>> Begin
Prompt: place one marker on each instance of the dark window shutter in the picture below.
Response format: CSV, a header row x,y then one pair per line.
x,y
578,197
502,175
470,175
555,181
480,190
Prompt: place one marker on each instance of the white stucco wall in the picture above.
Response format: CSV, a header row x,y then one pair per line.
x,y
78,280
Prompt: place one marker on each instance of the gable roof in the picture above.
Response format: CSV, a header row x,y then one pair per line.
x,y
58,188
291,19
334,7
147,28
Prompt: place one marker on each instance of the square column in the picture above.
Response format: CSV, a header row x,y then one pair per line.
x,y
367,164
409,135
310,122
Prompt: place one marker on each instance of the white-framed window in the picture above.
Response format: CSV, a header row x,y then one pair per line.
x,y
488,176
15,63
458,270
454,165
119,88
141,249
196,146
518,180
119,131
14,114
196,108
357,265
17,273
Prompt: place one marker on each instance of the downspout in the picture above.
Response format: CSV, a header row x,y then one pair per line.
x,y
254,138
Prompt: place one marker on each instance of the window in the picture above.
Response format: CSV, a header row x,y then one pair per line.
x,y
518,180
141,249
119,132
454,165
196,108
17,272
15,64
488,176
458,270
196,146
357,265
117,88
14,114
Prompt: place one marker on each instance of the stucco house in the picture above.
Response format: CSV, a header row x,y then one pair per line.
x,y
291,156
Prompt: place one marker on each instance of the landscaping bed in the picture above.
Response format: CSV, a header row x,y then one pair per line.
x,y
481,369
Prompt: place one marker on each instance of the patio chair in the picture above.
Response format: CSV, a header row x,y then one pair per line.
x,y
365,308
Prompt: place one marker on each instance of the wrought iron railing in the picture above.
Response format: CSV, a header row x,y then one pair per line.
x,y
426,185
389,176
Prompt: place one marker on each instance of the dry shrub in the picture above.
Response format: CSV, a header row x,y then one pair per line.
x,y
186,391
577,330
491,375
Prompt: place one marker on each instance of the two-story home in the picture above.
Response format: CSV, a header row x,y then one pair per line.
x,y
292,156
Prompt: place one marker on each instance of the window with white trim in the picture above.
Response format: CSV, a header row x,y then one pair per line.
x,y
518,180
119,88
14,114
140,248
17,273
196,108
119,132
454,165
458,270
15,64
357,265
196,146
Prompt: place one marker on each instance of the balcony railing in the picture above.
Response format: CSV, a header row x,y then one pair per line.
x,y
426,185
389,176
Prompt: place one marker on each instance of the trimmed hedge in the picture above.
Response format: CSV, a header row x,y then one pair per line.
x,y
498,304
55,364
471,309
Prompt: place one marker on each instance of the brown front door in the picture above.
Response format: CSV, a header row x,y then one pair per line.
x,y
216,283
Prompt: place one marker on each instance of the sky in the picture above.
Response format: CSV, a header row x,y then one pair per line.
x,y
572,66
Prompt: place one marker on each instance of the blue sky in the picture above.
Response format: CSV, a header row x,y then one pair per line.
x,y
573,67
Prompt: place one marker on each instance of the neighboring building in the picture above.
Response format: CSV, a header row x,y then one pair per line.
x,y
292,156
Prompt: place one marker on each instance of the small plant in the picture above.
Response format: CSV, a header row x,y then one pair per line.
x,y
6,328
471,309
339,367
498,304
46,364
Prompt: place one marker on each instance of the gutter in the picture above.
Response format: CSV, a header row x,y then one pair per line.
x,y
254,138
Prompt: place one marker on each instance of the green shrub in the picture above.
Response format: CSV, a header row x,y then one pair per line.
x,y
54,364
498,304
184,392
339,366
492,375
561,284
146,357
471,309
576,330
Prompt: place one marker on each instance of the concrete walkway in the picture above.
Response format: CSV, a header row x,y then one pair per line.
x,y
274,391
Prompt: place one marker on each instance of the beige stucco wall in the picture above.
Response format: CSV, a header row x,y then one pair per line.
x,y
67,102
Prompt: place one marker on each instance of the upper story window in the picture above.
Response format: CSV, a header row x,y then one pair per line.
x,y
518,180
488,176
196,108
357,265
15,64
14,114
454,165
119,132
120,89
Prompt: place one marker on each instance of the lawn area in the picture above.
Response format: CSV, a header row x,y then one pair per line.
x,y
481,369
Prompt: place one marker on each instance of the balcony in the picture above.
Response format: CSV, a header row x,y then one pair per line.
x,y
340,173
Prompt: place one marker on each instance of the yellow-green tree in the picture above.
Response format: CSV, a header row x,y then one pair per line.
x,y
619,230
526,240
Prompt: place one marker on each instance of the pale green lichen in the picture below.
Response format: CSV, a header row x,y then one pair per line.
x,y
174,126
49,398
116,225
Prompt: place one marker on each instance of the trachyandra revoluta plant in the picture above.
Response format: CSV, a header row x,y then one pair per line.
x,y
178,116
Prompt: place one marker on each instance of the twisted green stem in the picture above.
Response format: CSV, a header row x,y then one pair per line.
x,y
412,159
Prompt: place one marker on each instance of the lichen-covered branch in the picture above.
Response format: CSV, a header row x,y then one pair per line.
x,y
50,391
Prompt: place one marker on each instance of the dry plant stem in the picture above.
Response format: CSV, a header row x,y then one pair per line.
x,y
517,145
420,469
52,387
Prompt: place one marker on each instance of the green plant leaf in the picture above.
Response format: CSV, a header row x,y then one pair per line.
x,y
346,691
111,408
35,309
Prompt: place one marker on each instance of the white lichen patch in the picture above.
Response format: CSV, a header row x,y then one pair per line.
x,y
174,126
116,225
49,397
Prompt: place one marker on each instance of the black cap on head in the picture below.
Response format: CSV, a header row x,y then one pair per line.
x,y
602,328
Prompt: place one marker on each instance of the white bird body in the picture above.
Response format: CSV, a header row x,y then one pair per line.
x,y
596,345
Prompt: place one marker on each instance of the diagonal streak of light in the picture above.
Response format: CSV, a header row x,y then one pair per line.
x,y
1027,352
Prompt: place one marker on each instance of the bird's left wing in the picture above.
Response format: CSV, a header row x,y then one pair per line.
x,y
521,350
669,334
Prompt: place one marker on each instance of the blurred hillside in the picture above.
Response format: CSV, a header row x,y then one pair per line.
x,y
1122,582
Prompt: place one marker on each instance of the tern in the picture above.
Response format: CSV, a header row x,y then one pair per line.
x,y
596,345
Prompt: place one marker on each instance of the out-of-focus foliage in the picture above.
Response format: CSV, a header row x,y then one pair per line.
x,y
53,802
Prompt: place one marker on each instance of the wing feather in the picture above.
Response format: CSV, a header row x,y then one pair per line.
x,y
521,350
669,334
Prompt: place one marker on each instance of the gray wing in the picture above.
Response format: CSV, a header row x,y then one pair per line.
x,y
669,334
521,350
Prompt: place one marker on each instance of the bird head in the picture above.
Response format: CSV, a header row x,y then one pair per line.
>> End
• **Stated problem**
Please reproduce each line exactly as written.

• **Response to the exercise**
Prompt: place one marker on each instance of the dark window shutter in the picture below.
Response format: CSV, a header row x,y then one pair per line.
x,y
578,197
502,175
470,175
555,181
480,190
Prompt: place one marker on each instance of the white stucco wall in the picture above.
Response format: CSV, a header row x,y then one pair per line.
x,y
78,280
Prompt: place one marker on each instance of the gable roof in the picture above.
Response format: CSV, a header row x,y then one pair per line.
x,y
58,188
291,19
334,7
147,28
Prompt: place one marker on each instance of the square column in the picture above.
Response format: CSV, a header row x,y then one pair per line.
x,y
367,164
409,135
310,122
Prompt: place one marker on each instance of the white-framed window in the picture above.
Response format: CSV, a header row x,y then one pair per line.
x,y
488,176
15,63
458,270
454,165
119,88
141,249
196,146
518,180
119,131
14,114
196,108
357,265
17,273
Prompt: place one marker on each instance of the downspout in the picture above.
Response format: CSV, a header row x,y then one pair per line.
x,y
254,138
Prompt: place one marker on each instance of the window in the picture above.
Response format: CSV, a header row x,y then one pair per line.
x,y
518,180
141,249
119,132
454,165
196,108
17,272
15,64
488,176
458,270
196,146
357,265
117,88
14,114
Prompt: place one marker on each instance of the stucco house in the picture above.
Response format: CSV, a header row x,y then one pair per line.
x,y
291,156
Prompt: place one marker on each instance of the landscaping bed in the picture above.
Response format: CSV, a header row x,y then one pair per line.
x,y
481,369
Prompt: place one marker on each instance of the patio chair in the picture above.
Response format: CSV, a header row x,y then one pair per line.
x,y
365,308
Prompt: place one marker on each instance of the wrought iron railing in the picture above.
Response format: CSV, a header row x,y then one pair per line.
x,y
426,185
389,176
Prompt: place one marker on each instance of the dry shrub in the picture above.
Response format: CSV, a header row x,y then one pair per line.
x,y
186,391
577,330
491,375
Prompt: place one marker on each instance of the two-story home in the picture above.
Response format: CSV, a header row x,y then one pair per line.
x,y
292,156
Prompt: place one marker on each instance of the window with white trim in the picture above.
Response format: CSV, a header row x,y then one pair per line.
x,y
518,180
119,88
14,114
140,248
17,273
196,108
119,132
454,165
458,270
15,64
357,265
196,146
Prompt: place one marker on each instance of the balcony railing in the picture above.
Response format: CSV, a header row x,y then one pair per line.
x,y
426,185
389,176
Prompt: place one marker on each instance of the trimmed hedge in the picture above.
Response format: CSV, a header row x,y then one pair per line.
x,y
498,304
55,364
471,309
Prompt: place one marker on each instance of the brown front door in the picture above.
Response format: CSV, a header row x,y then one pair per line.
x,y
216,283
Prompt: place one marker on each instance of the sky in the picture above.
Response format: CSV, a header row x,y then one pair per line.
x,y
572,66
Prompt: place one marker on each instance of the blue sky in the picture above.
Response format: CSV, a header row x,y then one pair per line.
x,y
573,67
Prompt: place one marker on each instance of the neighboring building in the picture above.
Response format: CSV, a header row x,y then one pair per line.
x,y
292,156
Prompt: place one marker on each instance of the small plant in the picture above.
Response format: CSV, a header row x,y then one pair per line.
x,y
6,328
471,309
339,367
498,304
46,364
Prompt: place one marker on each instance of the gutter in the picture above.
Response format: CSV, a header row x,y then one pair per line.
x,y
254,138
Prompt: place one marker on each instance of the green shrub in the picture above.
Response format: CSV, a header row x,y then one pair per line.
x,y
54,364
498,304
184,392
339,366
492,375
561,284
146,357
471,309
576,330
Prompt: place one marker on each instance of the concrete walkway in the picture above.
Response format: CSV, a header row x,y then one pair per line.
x,y
274,391
Prompt: place one marker on each instance of the beige stucco wall in the picture above.
Response format: CSV, a header row x,y then one pair per line.
x,y
67,102
Prompt: place one marker on each instance of the upper story window in the picture above.
Response format: CSV, a header row x,y then one pair per line.
x,y
518,180
488,176
196,108
357,265
15,64
14,114
454,165
119,132
120,89
Prompt: place one marker on each instance of the lawn area in the picture above.
Response format: CSV, a header row x,y then one pair per line.
x,y
481,369
Prompt: place one marker on each instance of the balcony in the picture above.
Response format: CSV, a header row x,y then one pair per line.
x,y
340,173
Prompt: place one marker on each instance of the yellow-green tree in the picture above.
Response format: CSV, a header row x,y then one pair per line.
x,y
619,230
526,240
Prompt: place one marker on each instance of the pale green lichen in the picture below.
Response format: CSV, a header row x,y then one pair per line.
x,y
174,126
49,398
116,225
Prompt: place one marker on each instance of the trachyandra revoluta plant in the picture above.
Response format: CSV, a header row x,y then one pair per line.
x,y
178,116
Prompt: place one marker on each instance of the twisted green stem in the picture above.
Response format: CSV, a header row x,y then one pair per line.
x,y
412,159
Prompt: place one marker on each instance of the lichen-covered branch in the picture above.
Response format: CSV, a header row x,y then one pair per line.
x,y
50,391
Prompt: place one marker on each instance of the dry plant stem in the picture above.
Response format: CSV, a header row x,y then one pair per line.
x,y
517,145
420,469
52,387
Prompt: place one marker on each instance of the green plant leaf in the picture above.
Response format: CSV, a header row x,y then one pair per line.
x,y
346,691
111,408
35,309
Prompt: place one marker on each instance of the white lichen patch in the picture above.
Response format: CSV, a header row x,y then one pair per line.
x,y
174,126
116,225
49,397
Prompt: place one marker on each instance of the black cap on head in the picture below.
Response format: CSV, a header row x,y then one pair per line.
x,y
602,328
Prompt: place one marker on each instance of the white bird body in the picture above.
Response format: CSV, a header row x,y then one pair per line.
x,y
596,345
Prompt: place one marker on each instance of the diagonal streak of light in the picture above.
Response format: CSV, a header row x,y then one pair per line.
x,y
1027,352
Prompt: place one marker on each instance of the bird's left wing in the picture above.
Response format: CSV, a header row x,y then one pair per line.
x,y
521,350
669,334
Prompt: place one marker on each instance of the blurred hillside in the picture above.
Response format: CSV, a header row x,y then one pair per line.
x,y
1122,582
Prompt: place one marker on each instance of the tern in the picture above.
Response format: CSV, a header row x,y then one pair per line.
x,y
596,345
Prompt: place one marker on each instance of the out-of-focus foliage in the picture above.
Response format: CSV, a header row x,y then one pair per line.
x,y
53,802
Prompt: place one marker on each instance of the wing feather in the picture above.
Response format: CSV, a header row x,y then one pair per line.
x,y
521,350
669,334
Prompt: place one marker on each instance of the gray wing in the picture above.
Response format: CSV, a header row x,y then one pair per line.
x,y
669,334
521,350
Prompt: place one marker on each instance of the bird head in the picture above.
Response format: CSV, a header row x,y then one pair per line.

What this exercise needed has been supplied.